■ Quoted passage

********

Posts Tagged ‘ACS’
2013 ACS Opportunities For Guild Members
At our April meeting the members approved supporting the following subsidies in 2013 that relate to the American Cheese Society Conference to be held in Madison, WI between July 31st and August 3rd:
–The Guild will reimburse for ONE Individual Producer membership to ACS (a $199 value) for a Maine Cheese Guild member who applies for that;
[ACS membership is required to submit cheeses to the competition, as well as to attend the conference.]
–The Guild will reimburse any Maine Cheese Guild member who submits entries to the ACS Conference Competition for their first on-time competition entry (due May 17th, a $60 value per participating member);
–The Guild will arrange for and pay up to $500 for a group shipment of all ACS Conference Competition entries from the Maine Cheese Guild to arrive in good condition (if the shipping costs exceed $500, the participants agree to split the additional costs by the number of entries);
–The Guild will reimburse half of the expenses (registration, travel, lodging) up to $900 for FOUR Maine Cheese Guild members to attend the 2013 ACS Conference as part of the Guild’s delegation;
–The Guild will reimburse ALL expenses (conference registration, travel, lodging) up to $1800 for ONE Maine Cheese Guild member to attend the conference as the Guild’s designated representative;
There is no application required to participate in the Guild competition reimbursement and/or group shipment — participants must be a Maine Cheese Guild member in good standing for the time period between the competition entry and the competition itself. Instructions on participating will be posted in a separate Guild web site article.

********

■ Stated task 1
List every line of the listing below that contains the string "blue". Case counts.

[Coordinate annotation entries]
********

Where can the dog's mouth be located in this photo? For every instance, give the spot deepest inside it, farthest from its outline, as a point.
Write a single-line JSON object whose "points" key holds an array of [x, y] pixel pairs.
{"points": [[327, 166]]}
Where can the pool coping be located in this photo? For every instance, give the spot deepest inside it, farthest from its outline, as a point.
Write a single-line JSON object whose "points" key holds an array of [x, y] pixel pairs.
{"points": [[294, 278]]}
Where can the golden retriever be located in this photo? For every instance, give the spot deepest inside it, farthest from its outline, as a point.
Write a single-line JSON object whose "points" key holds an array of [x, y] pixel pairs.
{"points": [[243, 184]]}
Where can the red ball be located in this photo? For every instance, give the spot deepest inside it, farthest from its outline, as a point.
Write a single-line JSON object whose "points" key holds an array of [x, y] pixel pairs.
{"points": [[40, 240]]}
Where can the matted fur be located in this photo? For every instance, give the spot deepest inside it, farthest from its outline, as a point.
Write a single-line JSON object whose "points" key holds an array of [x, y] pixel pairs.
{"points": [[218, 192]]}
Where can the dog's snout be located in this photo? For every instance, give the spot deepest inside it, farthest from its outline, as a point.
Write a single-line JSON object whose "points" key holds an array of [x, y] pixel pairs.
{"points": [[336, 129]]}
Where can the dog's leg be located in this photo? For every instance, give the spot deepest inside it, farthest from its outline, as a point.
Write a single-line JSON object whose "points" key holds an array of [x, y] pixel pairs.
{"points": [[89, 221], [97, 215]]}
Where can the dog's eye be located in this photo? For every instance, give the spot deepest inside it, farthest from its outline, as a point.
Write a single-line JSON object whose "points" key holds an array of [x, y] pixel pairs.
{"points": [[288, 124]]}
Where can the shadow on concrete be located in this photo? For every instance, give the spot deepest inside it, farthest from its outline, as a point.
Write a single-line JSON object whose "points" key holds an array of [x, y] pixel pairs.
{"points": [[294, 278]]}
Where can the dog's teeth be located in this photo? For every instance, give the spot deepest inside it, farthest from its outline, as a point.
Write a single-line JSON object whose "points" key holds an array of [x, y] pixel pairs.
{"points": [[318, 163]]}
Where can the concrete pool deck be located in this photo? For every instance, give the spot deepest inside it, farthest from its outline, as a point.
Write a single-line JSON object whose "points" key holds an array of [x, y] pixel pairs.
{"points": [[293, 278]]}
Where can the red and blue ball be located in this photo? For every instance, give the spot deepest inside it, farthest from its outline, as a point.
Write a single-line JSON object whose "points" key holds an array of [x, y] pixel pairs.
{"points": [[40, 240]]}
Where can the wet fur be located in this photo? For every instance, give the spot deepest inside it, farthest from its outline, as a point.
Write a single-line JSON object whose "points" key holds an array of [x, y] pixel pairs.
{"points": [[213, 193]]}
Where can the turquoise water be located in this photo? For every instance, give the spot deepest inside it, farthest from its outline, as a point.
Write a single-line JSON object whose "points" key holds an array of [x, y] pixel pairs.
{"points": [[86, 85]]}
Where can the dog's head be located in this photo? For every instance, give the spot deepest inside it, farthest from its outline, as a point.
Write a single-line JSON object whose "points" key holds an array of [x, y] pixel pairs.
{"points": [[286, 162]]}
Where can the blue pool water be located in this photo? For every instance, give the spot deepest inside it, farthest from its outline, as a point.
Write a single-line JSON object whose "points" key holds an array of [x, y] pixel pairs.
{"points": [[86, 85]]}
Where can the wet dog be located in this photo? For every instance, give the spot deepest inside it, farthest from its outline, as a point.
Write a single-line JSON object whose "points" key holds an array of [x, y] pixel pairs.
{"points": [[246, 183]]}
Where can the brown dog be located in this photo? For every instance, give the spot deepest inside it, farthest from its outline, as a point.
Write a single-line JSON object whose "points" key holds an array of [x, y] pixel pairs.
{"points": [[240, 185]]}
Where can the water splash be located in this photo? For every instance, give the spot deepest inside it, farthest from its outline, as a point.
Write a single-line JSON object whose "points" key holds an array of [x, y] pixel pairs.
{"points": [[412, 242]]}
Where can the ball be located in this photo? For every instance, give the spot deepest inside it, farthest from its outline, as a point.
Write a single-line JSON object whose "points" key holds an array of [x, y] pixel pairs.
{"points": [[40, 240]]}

********

■ Stated task 2
Answer these questions from the guild notice:
(a) In what city and on what dates is the American Cheese Society Conference to be held?
(b) When is the first on-time competition entry due?
(c) Up to what amount will the Guild reimburse the expenses of its designated representative?

■ Correct answer 1
Where can the red and blue ball be located in this photo? For every instance, give the spot deepest inside it, farthest from its outline, as a point.
Where can the blue pool water be located in this photo? For every instance, give the spot deepest inside it, farthest from its outline, as a point.

■ Correct answer 2
(a) Madison, WI, between July 31st and August 3rd.
(b) May 17th.
(c) Up to $1800.